* TEKST ŹRÓDŁOWY:
# # # # # # #
W wydanym we wtorek po południu oświadczeniu resort stanowczo stwierdza, że w aktach nie było żadnych braków ani błędów.

Czytaj: KRS nie akceptuje asesorów powołanych przez ministra>>

To reakcja ministerstwa na odmowę zatwierdzenia przez Krajową Radę Sądownictwa 265 asesorów powołanych we wrześniu przez ministra sprawiedliwości.


Czytaj: KRS: decyzja ws. asesorów to efekt błędu ministerstwa>>

- Otrzymanie pełnej dokumentacji potwierdził 18 października br. w wypowiedzi dla Polskiej Agencji Prasowej rzecznik KRS Waldemar Żurek, który dziś niezgodnie z prawdą mówi o rzekomych brakach - czytamy o oświadczeniu. Ministerstwo Sprawiedliwości zwraca jednocześnie uwagę, że w przypadku braków dokumentów – zgodnie z art. 33 ustawy o Krajowej Radzie Sądownictwa – KRS powinna „zażądać osobistego stawiennictwa uczestnika postępowania lub złożenia przez niego pisemnych wyjaśnień, a także uzupełnienia materiałów sprawy”. - Tego jednak nie zrobiła - napisano w oświadczeniu MS.
# # # # # # #
* DOSTARCZONE DANE:
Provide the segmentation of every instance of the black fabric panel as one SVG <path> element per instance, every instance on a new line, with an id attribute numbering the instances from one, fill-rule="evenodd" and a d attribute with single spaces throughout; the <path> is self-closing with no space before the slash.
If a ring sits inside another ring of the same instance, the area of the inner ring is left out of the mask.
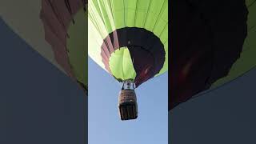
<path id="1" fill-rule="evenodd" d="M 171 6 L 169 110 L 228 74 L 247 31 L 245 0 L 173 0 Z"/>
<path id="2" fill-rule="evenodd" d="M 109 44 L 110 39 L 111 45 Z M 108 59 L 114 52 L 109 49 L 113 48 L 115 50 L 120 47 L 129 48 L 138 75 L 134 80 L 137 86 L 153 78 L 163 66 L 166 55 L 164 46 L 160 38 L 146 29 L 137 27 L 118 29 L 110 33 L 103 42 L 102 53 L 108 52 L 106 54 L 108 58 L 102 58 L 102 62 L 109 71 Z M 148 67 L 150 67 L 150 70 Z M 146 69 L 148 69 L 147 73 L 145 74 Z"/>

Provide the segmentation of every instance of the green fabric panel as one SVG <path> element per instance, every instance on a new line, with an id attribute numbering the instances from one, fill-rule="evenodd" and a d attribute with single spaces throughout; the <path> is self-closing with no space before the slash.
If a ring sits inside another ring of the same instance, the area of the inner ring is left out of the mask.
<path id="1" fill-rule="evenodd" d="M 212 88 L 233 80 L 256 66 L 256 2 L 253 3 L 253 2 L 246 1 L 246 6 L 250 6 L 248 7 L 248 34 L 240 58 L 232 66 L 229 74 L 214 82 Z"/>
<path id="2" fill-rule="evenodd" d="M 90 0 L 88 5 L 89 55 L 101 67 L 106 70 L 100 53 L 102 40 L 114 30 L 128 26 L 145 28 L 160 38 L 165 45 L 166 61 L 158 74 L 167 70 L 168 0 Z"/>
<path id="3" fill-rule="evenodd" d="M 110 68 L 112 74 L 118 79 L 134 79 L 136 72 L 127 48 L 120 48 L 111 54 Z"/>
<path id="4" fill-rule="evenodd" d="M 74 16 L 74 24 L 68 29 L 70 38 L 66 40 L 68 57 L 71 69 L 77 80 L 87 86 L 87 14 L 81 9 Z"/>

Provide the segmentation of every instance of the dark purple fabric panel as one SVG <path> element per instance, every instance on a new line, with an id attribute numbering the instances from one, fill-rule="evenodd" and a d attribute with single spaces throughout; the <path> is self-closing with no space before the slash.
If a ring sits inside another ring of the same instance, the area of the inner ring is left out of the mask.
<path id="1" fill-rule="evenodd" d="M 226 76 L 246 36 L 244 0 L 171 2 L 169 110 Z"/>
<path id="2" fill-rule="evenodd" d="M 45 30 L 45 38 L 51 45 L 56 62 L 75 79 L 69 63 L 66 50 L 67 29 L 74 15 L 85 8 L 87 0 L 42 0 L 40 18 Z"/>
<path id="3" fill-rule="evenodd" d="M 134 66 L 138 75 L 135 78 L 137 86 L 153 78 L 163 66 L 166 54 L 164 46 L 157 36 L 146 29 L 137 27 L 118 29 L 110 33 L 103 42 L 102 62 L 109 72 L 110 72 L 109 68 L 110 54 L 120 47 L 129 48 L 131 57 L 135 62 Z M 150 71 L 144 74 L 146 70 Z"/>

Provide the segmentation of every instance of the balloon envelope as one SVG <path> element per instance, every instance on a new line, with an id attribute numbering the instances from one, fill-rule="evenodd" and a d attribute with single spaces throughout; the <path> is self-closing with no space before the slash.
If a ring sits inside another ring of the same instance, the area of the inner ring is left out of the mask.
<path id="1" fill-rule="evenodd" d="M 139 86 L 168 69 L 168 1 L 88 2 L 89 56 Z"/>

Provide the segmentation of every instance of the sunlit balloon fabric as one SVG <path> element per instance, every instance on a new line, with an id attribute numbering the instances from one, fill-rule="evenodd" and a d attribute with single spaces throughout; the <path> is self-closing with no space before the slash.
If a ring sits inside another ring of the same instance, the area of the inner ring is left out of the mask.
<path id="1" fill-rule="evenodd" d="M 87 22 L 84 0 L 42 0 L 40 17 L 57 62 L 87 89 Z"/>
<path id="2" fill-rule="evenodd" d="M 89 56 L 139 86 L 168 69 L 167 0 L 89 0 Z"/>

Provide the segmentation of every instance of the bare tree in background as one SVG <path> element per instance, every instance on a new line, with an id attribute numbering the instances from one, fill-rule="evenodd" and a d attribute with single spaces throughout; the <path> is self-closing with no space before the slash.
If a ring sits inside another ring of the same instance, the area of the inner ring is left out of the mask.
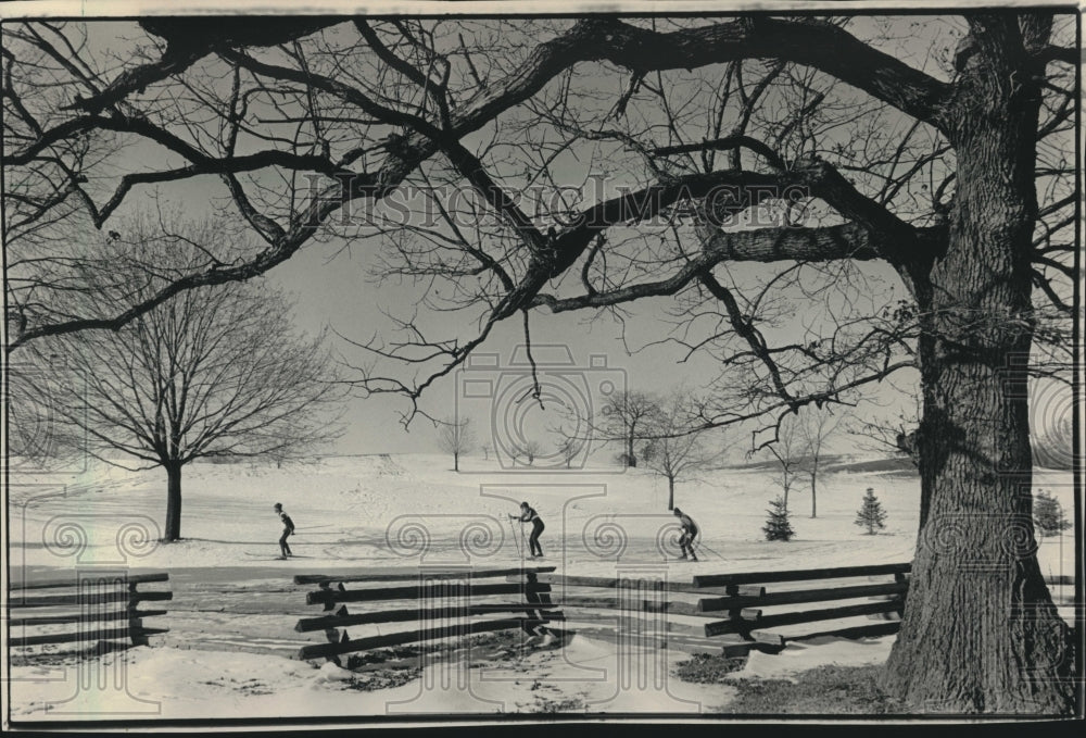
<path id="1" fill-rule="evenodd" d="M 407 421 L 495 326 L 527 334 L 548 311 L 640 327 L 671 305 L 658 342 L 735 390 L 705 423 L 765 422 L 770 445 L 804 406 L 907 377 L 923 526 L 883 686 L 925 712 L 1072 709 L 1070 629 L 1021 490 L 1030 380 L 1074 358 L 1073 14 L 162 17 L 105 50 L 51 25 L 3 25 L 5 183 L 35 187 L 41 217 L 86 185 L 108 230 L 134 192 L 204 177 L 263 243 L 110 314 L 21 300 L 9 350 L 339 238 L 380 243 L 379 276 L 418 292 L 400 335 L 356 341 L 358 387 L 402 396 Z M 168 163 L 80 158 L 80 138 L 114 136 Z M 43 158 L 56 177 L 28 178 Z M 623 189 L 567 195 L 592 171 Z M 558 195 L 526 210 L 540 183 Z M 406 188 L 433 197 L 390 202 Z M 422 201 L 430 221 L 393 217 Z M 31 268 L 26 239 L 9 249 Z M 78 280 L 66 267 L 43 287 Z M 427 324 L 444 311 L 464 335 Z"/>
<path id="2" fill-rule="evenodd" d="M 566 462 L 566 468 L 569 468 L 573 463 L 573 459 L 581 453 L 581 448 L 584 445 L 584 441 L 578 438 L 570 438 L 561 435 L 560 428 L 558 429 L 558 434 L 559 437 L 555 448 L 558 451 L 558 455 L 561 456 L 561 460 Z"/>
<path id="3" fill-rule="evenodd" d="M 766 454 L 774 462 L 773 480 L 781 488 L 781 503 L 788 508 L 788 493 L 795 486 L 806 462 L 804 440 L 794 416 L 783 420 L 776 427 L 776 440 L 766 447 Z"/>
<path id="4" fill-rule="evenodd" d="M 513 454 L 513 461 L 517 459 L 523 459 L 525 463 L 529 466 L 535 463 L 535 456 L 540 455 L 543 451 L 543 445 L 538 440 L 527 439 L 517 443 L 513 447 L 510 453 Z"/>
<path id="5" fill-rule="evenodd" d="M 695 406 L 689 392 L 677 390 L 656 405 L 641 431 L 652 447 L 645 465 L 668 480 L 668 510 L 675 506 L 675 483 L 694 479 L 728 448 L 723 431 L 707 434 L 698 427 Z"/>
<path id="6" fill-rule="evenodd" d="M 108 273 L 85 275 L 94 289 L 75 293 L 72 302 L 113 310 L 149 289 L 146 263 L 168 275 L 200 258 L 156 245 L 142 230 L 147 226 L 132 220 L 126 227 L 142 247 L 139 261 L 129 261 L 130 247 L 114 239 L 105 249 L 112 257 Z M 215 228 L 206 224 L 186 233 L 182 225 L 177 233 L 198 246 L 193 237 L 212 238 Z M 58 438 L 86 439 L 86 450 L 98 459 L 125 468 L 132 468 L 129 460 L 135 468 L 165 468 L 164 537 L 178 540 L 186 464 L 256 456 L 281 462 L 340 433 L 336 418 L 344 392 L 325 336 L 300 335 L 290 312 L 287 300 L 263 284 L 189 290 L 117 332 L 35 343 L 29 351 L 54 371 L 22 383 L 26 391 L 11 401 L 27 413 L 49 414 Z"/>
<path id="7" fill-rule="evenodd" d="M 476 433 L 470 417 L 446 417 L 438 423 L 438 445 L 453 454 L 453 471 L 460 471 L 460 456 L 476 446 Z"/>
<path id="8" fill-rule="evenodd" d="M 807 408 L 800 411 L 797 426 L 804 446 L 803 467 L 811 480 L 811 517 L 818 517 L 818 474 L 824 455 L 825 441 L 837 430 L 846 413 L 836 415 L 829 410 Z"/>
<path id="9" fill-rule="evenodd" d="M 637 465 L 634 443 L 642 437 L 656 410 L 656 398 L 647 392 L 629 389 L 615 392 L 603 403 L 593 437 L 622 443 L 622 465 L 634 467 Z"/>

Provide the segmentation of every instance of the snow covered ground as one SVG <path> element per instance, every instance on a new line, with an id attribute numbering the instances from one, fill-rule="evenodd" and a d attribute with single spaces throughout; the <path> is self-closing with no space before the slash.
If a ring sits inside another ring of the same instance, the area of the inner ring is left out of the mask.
# # # # # # #
* ZESTAW ZADAŃ:
[a] Wyjaśnij na podstawie tekstu źródłowego, dlaczego ministerstwo twierdzi, że rzecznik KRS mówi nieprawdę o brakach w dokumentacji.
[b] Ilu asesorów powołanych we wrześniu przez ministra sprawiedliwości nie zatwierdziła Krajowa Rada Sądownictwa według tekstu źródłowego?

* ROZWIĄZANIA ZADAŃ:
[a] Według ministerstwa rzecznik KRS Waldemar Żurek sam potwierdził 18 października w wypowiedzi dla Polskiej Agencji Prasowej, że otrzymano pełną dokumentację. Dlatego jego obecne słowa o brakach resort uznaje za niezgodne z prawdą.

[b] Krajowa Rada Sądownictwa nie zatwierdziła 265 asesorów.